Retype the stretch of the essay on wanting from "A conversation on" through "you read me?" without any changes.

Page >>
--- Start ---

Weather. Withstand. Dig down. Find what is missing within, and then release that beast in all of its' unrighteous and fully mortal petty glory. There is no shame in admitting loss and want, other than the shame we put on those emotions ourselves. There is no more human feeling than want; when you embrace it, it no longer hinders-- it becomes a building-block of character, if answered.

A conversation on wants will always be harder then it seems when talking to just yourself. Buck up. Practice saying "I want..." to your own shocked face in the mirror.

Blessed are those who want openly, for they are the ones who stand to inherit. No silent need was ever filled, unless you have psychic friends, that is. And if you do-- don't talk to me about it. Some of us are trying to evolve, here. We're throwing things up here with reckless abandon. It's like a shout in a dark tunnel-- Hello, can you read me?


And how can something that feels good be bad? Makes utterly no sense. Control is the issue. Everything is fine until it looses itself from the leash of Control. Keep it tight to you, like a dog, straining and baying at the cat, and you're good, if not utterly satisfied, save the noise. Life has an expiration date. Might as well make it as interesting as you can before it curdles."

Full Disclosure: Though I was never a S.W.E.D, there was a period (read: solid year+) in my life where I smoked heavily. Tweaker Tuesdays and Weed Wednesdays were celebrated like Naked Tuesdays were this past summer. Anyway, long story short, I quit, cold-turkey, in May. Nearly eight months, and then, another long story short, moving, the stress of finals finally (hahaha, bad puns,) being over, and the daily, unrelenting grind of moving back home for break+month made me take a running swan-dive off of the wagon like an Olympian who could taste the gold. (I could have just said "Michael Phelps" and got the gist in there through popular culture and innuendo. Damn. Almost too easy.)

--- End ---

Provided records >>
--- Start ---

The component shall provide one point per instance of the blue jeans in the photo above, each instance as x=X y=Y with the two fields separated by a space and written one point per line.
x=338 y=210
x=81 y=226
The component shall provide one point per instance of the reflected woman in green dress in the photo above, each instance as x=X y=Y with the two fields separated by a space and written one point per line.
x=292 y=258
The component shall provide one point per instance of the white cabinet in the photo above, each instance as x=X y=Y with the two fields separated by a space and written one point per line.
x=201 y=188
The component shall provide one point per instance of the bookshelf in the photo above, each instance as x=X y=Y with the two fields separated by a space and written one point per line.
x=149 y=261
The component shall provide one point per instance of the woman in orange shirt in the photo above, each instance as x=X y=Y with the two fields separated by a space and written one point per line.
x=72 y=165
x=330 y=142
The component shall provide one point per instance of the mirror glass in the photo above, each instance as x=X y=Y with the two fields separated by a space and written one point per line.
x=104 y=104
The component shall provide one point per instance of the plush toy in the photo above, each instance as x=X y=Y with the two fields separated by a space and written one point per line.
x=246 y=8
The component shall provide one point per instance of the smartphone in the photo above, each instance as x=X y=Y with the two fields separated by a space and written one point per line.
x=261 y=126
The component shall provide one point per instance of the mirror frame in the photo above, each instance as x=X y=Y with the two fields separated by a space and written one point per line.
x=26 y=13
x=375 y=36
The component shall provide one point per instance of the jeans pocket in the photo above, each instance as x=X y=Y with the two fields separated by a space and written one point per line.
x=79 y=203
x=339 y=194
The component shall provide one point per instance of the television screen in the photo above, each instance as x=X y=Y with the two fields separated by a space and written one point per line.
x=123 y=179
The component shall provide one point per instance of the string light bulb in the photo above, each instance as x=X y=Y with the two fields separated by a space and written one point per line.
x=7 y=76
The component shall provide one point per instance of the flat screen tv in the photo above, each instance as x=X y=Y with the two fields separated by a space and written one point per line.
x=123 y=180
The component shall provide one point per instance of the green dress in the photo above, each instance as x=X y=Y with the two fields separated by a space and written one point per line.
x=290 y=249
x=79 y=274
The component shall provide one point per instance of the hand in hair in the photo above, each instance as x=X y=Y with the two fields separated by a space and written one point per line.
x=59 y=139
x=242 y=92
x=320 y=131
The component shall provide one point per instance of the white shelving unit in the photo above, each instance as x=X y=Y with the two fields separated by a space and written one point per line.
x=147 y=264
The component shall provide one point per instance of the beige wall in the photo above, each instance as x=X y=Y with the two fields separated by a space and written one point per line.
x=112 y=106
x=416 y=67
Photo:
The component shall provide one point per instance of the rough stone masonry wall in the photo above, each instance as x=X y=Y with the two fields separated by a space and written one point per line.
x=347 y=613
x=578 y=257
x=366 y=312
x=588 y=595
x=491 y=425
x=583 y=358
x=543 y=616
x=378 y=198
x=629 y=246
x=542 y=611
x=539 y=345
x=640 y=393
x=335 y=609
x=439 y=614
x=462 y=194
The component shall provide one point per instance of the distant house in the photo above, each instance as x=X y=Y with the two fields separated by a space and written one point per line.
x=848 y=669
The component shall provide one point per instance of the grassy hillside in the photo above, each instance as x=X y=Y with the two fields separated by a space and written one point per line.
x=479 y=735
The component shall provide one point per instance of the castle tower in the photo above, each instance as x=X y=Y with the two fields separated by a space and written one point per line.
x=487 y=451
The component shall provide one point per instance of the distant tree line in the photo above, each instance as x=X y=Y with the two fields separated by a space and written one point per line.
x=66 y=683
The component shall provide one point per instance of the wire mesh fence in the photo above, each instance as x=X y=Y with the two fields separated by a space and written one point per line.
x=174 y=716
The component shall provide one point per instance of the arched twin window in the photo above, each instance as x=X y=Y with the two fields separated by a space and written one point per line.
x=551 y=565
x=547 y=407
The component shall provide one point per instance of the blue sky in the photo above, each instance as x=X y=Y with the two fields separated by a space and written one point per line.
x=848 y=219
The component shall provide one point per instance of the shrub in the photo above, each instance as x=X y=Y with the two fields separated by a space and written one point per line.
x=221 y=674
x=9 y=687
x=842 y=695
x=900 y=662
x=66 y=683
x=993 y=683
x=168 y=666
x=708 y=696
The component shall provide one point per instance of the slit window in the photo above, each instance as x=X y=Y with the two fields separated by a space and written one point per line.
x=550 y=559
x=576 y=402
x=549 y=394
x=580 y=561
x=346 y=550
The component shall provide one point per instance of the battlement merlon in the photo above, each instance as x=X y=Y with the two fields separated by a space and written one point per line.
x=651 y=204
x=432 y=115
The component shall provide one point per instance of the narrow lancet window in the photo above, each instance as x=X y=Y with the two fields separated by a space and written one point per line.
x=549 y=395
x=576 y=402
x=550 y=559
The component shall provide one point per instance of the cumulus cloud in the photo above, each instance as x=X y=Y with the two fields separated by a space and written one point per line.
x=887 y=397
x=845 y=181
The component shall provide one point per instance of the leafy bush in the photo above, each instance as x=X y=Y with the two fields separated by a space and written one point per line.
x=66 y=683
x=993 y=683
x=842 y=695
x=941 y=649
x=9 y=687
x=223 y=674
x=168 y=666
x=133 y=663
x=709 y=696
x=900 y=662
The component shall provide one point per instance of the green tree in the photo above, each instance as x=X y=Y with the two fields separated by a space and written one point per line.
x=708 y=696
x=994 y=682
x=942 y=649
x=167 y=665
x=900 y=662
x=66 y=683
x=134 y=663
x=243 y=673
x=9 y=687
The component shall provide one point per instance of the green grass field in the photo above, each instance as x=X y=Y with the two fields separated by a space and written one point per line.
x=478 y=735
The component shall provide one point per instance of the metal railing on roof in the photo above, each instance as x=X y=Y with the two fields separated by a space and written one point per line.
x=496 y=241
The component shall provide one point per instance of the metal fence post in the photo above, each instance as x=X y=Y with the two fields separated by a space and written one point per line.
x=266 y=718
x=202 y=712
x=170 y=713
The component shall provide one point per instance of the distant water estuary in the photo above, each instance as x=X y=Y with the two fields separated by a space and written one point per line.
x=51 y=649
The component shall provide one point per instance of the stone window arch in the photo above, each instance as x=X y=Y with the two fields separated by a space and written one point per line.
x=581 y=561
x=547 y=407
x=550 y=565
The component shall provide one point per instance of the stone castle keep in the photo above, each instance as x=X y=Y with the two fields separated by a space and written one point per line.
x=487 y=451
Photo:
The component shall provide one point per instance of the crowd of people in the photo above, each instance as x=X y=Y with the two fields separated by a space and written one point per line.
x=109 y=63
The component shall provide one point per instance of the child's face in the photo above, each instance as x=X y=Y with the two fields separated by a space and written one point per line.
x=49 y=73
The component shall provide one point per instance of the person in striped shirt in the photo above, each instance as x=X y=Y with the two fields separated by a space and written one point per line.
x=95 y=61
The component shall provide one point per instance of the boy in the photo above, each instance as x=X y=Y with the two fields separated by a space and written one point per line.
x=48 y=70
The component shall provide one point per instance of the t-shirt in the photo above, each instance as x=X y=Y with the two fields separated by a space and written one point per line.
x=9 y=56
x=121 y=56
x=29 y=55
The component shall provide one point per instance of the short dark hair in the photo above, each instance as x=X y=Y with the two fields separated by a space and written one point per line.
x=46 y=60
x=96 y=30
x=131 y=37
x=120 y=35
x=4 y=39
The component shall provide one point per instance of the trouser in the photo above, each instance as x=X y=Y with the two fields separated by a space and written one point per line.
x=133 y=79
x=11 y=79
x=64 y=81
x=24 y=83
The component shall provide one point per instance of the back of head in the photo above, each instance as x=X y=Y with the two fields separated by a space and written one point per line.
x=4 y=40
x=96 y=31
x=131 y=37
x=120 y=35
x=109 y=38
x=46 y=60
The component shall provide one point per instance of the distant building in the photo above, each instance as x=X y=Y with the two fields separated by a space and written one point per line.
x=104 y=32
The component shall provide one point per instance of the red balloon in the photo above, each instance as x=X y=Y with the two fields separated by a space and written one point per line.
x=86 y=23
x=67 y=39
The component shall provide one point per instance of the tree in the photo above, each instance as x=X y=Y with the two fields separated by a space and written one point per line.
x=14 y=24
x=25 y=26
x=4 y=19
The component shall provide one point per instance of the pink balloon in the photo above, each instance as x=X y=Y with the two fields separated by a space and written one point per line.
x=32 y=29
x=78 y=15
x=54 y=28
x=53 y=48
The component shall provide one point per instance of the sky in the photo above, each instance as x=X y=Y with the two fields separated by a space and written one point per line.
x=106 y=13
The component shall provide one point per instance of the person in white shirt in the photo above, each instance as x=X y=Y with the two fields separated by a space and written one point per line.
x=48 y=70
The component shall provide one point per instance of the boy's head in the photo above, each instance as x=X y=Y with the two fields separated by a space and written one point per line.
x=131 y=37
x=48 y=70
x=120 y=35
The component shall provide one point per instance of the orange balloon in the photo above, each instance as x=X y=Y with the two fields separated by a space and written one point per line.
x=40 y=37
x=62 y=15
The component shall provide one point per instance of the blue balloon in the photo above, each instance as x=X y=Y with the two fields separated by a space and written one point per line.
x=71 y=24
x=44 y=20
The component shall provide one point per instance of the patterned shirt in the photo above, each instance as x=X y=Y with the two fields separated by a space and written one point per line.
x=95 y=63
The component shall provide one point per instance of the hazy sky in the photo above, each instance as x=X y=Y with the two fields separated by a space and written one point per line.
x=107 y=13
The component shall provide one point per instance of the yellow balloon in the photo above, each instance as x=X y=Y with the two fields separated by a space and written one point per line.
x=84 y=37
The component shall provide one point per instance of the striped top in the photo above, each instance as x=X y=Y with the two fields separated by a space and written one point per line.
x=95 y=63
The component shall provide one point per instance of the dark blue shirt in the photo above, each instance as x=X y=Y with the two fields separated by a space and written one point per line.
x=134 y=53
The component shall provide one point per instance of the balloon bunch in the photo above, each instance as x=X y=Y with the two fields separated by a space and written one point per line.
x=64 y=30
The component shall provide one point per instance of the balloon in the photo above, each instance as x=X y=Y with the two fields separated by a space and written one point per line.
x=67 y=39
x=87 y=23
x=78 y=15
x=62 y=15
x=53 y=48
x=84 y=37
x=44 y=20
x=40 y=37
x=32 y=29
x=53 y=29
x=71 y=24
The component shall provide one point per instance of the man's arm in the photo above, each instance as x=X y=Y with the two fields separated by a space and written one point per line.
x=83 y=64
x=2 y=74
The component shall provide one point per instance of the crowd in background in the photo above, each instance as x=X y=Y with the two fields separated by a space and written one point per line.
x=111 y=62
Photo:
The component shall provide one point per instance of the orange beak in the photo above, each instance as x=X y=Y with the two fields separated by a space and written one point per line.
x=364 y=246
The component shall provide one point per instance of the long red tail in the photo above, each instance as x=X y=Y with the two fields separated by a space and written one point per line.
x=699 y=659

--- End ---

Task output >>
A conversation on wants will always be harder then it seems when talking to just yourself. Buck up. Practice saying "I want..." to your own shocked face in the mirror.

Blessed are those who want openly, for they are the ones who stand to inherit. No silent need was ever filled, unless you have psychic friends, that is. And if you do-- don't talk to me about it. Some of us are trying to evolve, here. We're throwing things up here with reckless abandon. It's like a shout in a dark tunnel-- Hello, can you read me?